RECORDS FOR THIS EXERCISE ::
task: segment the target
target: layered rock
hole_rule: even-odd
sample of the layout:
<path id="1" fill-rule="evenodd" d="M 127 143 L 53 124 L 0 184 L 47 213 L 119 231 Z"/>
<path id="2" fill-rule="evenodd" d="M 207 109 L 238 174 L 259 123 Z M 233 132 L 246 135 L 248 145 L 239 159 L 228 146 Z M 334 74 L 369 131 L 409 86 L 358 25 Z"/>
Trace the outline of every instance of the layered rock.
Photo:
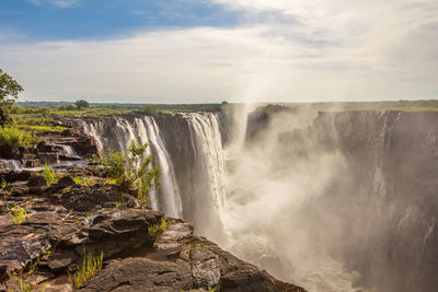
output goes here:
<path id="1" fill-rule="evenodd" d="M 96 173 L 89 168 L 81 172 Z M 20 290 L 20 279 L 34 289 L 70 291 L 67 273 L 101 253 L 103 269 L 81 290 L 304 291 L 195 236 L 189 224 L 164 218 L 104 178 L 77 185 L 65 174 L 47 187 L 37 174 L 15 176 L 21 179 L 0 191 L 0 291 Z M 18 206 L 25 210 L 21 224 L 9 213 Z"/>

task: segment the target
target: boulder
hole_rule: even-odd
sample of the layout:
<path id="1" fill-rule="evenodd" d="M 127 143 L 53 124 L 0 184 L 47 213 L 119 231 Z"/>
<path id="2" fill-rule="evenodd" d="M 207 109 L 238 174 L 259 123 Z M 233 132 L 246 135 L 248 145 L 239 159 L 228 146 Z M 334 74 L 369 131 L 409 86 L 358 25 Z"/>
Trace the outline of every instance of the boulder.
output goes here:
<path id="1" fill-rule="evenodd" d="M 43 175 L 32 174 L 28 178 L 27 186 L 30 187 L 43 187 L 46 185 L 46 178 Z"/>

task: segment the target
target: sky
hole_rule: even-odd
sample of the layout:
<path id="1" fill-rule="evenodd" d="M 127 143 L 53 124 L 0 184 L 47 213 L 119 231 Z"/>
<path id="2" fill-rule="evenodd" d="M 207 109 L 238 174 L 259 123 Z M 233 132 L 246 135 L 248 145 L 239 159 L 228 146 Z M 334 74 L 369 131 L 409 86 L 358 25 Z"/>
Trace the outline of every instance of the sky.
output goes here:
<path id="1" fill-rule="evenodd" d="M 0 0 L 20 101 L 438 96 L 437 0 Z"/>

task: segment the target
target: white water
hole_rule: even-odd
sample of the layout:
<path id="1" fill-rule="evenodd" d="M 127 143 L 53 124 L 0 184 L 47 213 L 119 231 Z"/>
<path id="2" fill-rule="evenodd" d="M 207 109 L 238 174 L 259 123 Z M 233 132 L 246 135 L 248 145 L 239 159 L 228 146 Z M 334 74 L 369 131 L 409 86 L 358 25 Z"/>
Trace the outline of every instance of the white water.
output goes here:
<path id="1" fill-rule="evenodd" d="M 189 113 L 191 144 L 195 152 L 197 191 L 195 196 L 195 230 L 219 243 L 224 243 L 226 227 L 226 160 L 219 118 L 212 113 Z"/>
<path id="2" fill-rule="evenodd" d="M 157 190 L 150 191 L 151 207 L 164 211 L 166 215 L 182 218 L 181 195 L 173 164 L 161 131 L 152 117 L 135 118 L 134 124 L 124 118 L 116 118 L 115 125 L 105 125 L 101 120 L 84 122 L 83 128 L 85 133 L 95 138 L 100 152 L 114 150 L 126 153 L 131 141 L 149 143 L 148 154 L 154 154 L 162 171 L 159 190 L 163 194 L 159 198 Z"/>
<path id="3" fill-rule="evenodd" d="M 309 237 L 308 230 L 314 226 L 306 221 L 302 211 L 306 202 L 321 192 L 339 167 L 338 157 L 316 152 L 306 161 L 289 165 L 286 172 L 277 172 L 272 159 L 276 156 L 275 148 L 268 144 L 245 149 L 243 130 L 238 135 L 239 144 L 232 144 L 227 152 L 235 162 L 230 172 L 226 167 L 218 115 L 187 113 L 180 117 L 188 124 L 184 147 L 195 157 L 195 168 L 186 170 L 195 174 L 195 186 L 182 195 L 193 198 L 189 201 L 194 206 L 188 209 L 197 234 L 309 291 L 356 291 L 351 288 L 356 276 L 345 272 L 339 262 L 326 256 L 320 243 Z M 126 151 L 131 140 L 150 143 L 163 171 L 160 186 L 163 196 L 153 208 L 182 218 L 181 191 L 172 159 L 152 117 L 136 118 L 132 124 L 118 118 L 113 128 L 96 121 L 84 128 L 96 138 L 100 150 L 113 145 Z M 277 141 L 275 137 L 265 139 Z"/>

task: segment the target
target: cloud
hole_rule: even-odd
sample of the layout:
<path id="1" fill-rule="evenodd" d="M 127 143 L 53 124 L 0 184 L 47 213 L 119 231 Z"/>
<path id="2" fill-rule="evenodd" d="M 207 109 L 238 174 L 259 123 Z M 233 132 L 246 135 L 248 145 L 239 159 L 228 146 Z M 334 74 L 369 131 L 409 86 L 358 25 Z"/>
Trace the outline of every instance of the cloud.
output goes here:
<path id="1" fill-rule="evenodd" d="M 161 28 L 106 40 L 0 45 L 0 63 L 22 81 L 24 100 L 437 96 L 436 1 L 216 2 L 243 10 L 245 21 L 235 27 Z M 283 17 L 270 17 L 276 14 Z"/>
<path id="2" fill-rule="evenodd" d="M 27 0 L 34 5 L 51 4 L 58 8 L 69 8 L 78 2 L 78 0 Z"/>

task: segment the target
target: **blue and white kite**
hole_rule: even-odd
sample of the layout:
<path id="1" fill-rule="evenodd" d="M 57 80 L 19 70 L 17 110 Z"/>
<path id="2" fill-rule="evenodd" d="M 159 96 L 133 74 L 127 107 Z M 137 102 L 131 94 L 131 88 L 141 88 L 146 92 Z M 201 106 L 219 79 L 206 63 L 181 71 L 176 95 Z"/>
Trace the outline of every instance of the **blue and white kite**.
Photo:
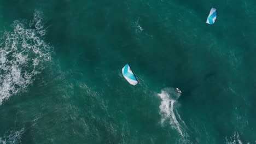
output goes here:
<path id="1" fill-rule="evenodd" d="M 211 11 L 208 16 L 207 20 L 206 21 L 206 23 L 209 23 L 210 25 L 212 25 L 214 23 L 215 20 L 217 18 L 217 10 L 216 8 L 212 8 L 211 9 Z"/>
<path id="2" fill-rule="evenodd" d="M 133 74 L 133 73 L 132 73 L 129 64 L 126 64 L 122 69 L 122 73 L 130 84 L 135 86 L 138 83 L 138 80 Z"/>

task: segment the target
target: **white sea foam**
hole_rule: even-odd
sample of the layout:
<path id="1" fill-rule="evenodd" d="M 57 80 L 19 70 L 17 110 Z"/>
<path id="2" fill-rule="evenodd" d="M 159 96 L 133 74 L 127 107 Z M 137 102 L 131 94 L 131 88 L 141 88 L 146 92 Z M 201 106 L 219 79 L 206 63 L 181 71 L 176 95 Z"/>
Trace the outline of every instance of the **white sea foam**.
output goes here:
<path id="1" fill-rule="evenodd" d="M 0 44 L 0 105 L 26 90 L 34 76 L 51 61 L 51 47 L 43 40 L 43 14 L 35 11 L 29 23 L 16 20 Z"/>
<path id="2" fill-rule="evenodd" d="M 158 95 L 162 100 L 159 106 L 162 125 L 164 125 L 165 122 L 167 121 L 173 129 L 178 131 L 181 136 L 183 137 L 187 137 L 184 128 L 182 127 L 182 125 L 185 127 L 185 123 L 182 121 L 177 110 L 175 109 L 175 104 L 177 103 L 176 101 L 181 94 L 177 92 L 174 88 L 167 88 L 162 89 L 161 93 L 158 93 Z M 179 122 L 181 123 L 180 124 Z"/>
<path id="3" fill-rule="evenodd" d="M 20 143 L 21 138 L 25 129 L 20 130 L 9 130 L 3 137 L 0 137 L 0 144 Z"/>
<path id="4" fill-rule="evenodd" d="M 240 136 L 238 132 L 235 132 L 234 135 L 229 138 L 226 137 L 226 144 L 249 144 L 249 142 L 245 143 L 241 140 Z"/>

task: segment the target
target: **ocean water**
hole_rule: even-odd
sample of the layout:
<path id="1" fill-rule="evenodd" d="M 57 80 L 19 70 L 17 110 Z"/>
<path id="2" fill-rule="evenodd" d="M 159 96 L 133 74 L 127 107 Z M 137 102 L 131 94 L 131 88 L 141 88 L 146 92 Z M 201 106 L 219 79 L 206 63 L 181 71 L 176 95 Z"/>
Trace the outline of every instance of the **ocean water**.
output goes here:
<path id="1" fill-rule="evenodd" d="M 0 1 L 0 144 L 256 143 L 255 4 Z"/>

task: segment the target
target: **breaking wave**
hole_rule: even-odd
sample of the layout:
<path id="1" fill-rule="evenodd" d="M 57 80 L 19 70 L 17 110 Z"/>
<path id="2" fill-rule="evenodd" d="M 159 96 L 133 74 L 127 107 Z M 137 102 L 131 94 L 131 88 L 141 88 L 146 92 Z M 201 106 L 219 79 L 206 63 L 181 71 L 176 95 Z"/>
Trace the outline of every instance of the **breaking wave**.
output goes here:
<path id="1" fill-rule="evenodd" d="M 25 129 L 20 130 L 10 130 L 5 133 L 2 137 L 0 137 L 0 144 L 20 143 L 21 136 L 24 133 Z"/>
<path id="2" fill-rule="evenodd" d="M 36 10 L 32 20 L 15 21 L 0 41 L 0 105 L 26 91 L 34 77 L 51 61 L 51 47 L 43 40 L 46 28 L 43 13 Z"/>
<path id="3" fill-rule="evenodd" d="M 181 94 L 173 88 L 166 88 L 162 89 L 161 93 L 158 93 L 158 95 L 162 100 L 159 106 L 162 125 L 167 122 L 183 138 L 188 137 L 188 134 L 185 131 L 185 123 L 182 121 L 177 110 L 175 109 L 176 100 Z"/>
<path id="4" fill-rule="evenodd" d="M 240 136 L 239 133 L 235 132 L 234 135 L 230 136 L 229 138 L 226 137 L 226 144 L 243 144 L 243 143 L 249 143 L 249 142 L 243 142 L 240 139 Z"/>

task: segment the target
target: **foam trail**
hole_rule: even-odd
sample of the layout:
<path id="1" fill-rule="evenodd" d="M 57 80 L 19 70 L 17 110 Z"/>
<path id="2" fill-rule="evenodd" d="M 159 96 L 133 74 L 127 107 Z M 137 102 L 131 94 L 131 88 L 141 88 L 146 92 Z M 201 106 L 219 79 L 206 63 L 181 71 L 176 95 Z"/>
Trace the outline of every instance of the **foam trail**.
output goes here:
<path id="1" fill-rule="evenodd" d="M 161 116 L 161 124 L 163 125 L 165 122 L 168 121 L 172 127 L 176 129 L 181 136 L 185 137 L 187 136 L 187 134 L 185 131 L 183 131 L 181 124 L 177 120 L 176 115 L 178 115 L 178 121 L 182 122 L 182 123 L 185 126 L 185 123 L 181 118 L 177 111 L 174 109 L 174 104 L 180 95 L 174 88 L 164 88 L 161 91 L 161 93 L 158 94 L 162 100 L 161 105 L 159 106 L 160 114 Z"/>
<path id="2" fill-rule="evenodd" d="M 240 136 L 239 135 L 238 133 L 235 132 L 234 135 L 232 136 L 230 136 L 229 139 L 226 137 L 226 144 L 243 144 L 243 143 L 243 143 L 240 140 Z"/>
<path id="3" fill-rule="evenodd" d="M 0 105 L 11 95 L 25 91 L 35 76 L 50 61 L 51 47 L 43 40 L 43 14 L 35 11 L 29 23 L 15 21 L 0 44 Z"/>
<path id="4" fill-rule="evenodd" d="M 0 144 L 20 143 L 24 130 L 25 129 L 23 128 L 20 130 L 7 131 L 3 137 L 0 137 Z"/>

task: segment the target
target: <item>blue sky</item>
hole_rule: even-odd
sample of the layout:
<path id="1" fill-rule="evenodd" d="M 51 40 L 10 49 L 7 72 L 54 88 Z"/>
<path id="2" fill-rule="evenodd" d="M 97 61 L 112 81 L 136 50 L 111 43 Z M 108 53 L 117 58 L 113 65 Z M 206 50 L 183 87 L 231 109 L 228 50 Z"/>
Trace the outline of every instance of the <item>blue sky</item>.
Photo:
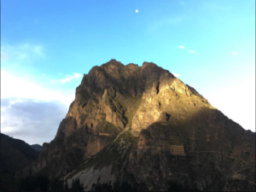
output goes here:
<path id="1" fill-rule="evenodd" d="M 255 131 L 254 0 L 2 0 L 2 132 L 51 141 L 82 74 L 110 59 L 153 61 Z"/>

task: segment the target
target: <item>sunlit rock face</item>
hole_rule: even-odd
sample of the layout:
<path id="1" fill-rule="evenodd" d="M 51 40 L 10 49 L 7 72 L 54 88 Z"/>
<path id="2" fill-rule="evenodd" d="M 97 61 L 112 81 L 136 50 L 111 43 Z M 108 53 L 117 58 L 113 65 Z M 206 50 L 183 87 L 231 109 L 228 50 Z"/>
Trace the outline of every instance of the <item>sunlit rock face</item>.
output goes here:
<path id="1" fill-rule="evenodd" d="M 140 190 L 252 190 L 255 133 L 157 65 L 111 60 L 84 75 L 55 139 L 20 175 L 42 172 L 88 190 L 100 177 Z"/>

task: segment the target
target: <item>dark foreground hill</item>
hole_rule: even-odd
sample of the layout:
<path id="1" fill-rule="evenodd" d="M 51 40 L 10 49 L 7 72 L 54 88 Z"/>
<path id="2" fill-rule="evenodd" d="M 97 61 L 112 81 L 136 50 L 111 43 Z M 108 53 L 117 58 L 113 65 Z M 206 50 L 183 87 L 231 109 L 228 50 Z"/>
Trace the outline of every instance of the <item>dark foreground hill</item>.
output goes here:
<path id="1" fill-rule="evenodd" d="M 55 139 L 20 177 L 39 173 L 84 190 L 255 190 L 255 133 L 155 64 L 111 60 L 84 75 Z"/>
<path id="2" fill-rule="evenodd" d="M 1 133 L 0 189 L 17 190 L 16 172 L 30 166 L 38 159 L 39 153 L 29 144 Z"/>

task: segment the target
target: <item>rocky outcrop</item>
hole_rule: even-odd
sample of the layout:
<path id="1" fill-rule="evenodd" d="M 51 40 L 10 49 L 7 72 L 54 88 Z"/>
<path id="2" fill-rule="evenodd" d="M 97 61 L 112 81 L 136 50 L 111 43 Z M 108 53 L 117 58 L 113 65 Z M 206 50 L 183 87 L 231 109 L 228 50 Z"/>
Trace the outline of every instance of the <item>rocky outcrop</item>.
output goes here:
<path id="1" fill-rule="evenodd" d="M 155 64 L 111 60 L 84 75 L 55 139 L 20 174 L 40 172 L 69 184 L 79 177 L 88 190 L 117 179 L 150 190 L 251 190 L 255 133 Z"/>

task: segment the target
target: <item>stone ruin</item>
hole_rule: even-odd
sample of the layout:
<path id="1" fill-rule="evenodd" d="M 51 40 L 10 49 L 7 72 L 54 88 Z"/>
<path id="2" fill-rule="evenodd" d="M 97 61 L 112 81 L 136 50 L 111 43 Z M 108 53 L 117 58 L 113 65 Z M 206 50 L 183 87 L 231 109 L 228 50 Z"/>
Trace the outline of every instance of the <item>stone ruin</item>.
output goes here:
<path id="1" fill-rule="evenodd" d="M 172 155 L 185 156 L 183 145 L 172 145 L 171 153 Z"/>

AIM OF THE TASK :: Render the lines as a Markdown table with the columns No. and Text, one numbered row per line and blank lines skipped, starting at the first line of the records and stopping after the line containing "20 101 L 438". Omit the pictures from the table.

TASK ANSWER ::
| No. | Text |
|---|---|
| 1 | task: segment the target |
| 2 | target: layered rock |
| 3 | hole_rule: even-odd |
| 4 | sample of the layout: |
| 5 | <path id="1" fill-rule="evenodd" d="M 127 143 L 53 124 L 0 184 L 47 213 L 119 231 Z"/> |
| 6 | <path id="2" fill-rule="evenodd" d="M 207 109 L 238 174 L 259 123 Z M 233 132 L 246 135 L 248 145 L 239 159 L 228 146 Z M 334 74 L 369 131 L 409 86 L 358 25 Z"/> |
| 7 | Trace the outline of every instance of the layered rock. |
| 8 | Photo: |
| 9 | output goes here: |
| 10 | <path id="1" fill-rule="evenodd" d="M 96 173 L 89 168 L 81 172 Z M 20 290 L 20 279 L 34 289 L 70 291 L 67 273 L 101 253 L 103 269 L 81 290 L 304 291 L 195 236 L 189 224 L 164 218 L 104 178 L 77 185 L 65 174 L 47 187 L 37 174 L 15 176 L 21 179 L 0 191 L 0 291 Z M 18 206 L 25 210 L 21 224 L 9 213 Z"/> |
| 11 | task: segment the target |
| 12 | target: boulder |
| 13 | hole_rule: even-odd |
| 14 | sample of the layout: |
| 15 | <path id="1" fill-rule="evenodd" d="M 127 143 L 53 124 L 0 184 L 47 213 L 119 231 Z"/> |
| 16 | <path id="2" fill-rule="evenodd" d="M 207 109 L 238 174 L 259 123 Z M 233 132 L 246 135 L 248 145 L 239 159 L 228 146 Z M 334 74 L 369 131 L 409 86 L 358 25 Z"/> |
| 17 | Trace the outline of every instance of the boulder. |
| 18 | output goes here: |
| 19 | <path id="1" fill-rule="evenodd" d="M 43 175 L 32 174 L 28 178 L 27 186 L 30 187 L 43 187 L 46 185 L 46 178 Z"/> |
| 20 | task: segment the target |
| 21 | target: sky |
| 22 | hole_rule: even-odd |
| 23 | sample of the layout: |
| 24 | <path id="1" fill-rule="evenodd" d="M 127 143 L 53 124 L 0 184 L 47 213 L 119 231 Z"/> |
| 25 | <path id="2" fill-rule="evenodd" d="M 207 109 L 238 174 L 259 123 Z M 233 132 L 246 135 L 248 145 L 239 159 L 228 146 Z M 334 74 L 369 131 L 409 86 L 358 25 Z"/> |
| 26 | Trace the outline of every instance of the sky. |
| 27 | output goes here: |
| 28 | <path id="1" fill-rule="evenodd" d="M 0 0 L 20 101 L 438 96 L 437 0 Z"/> |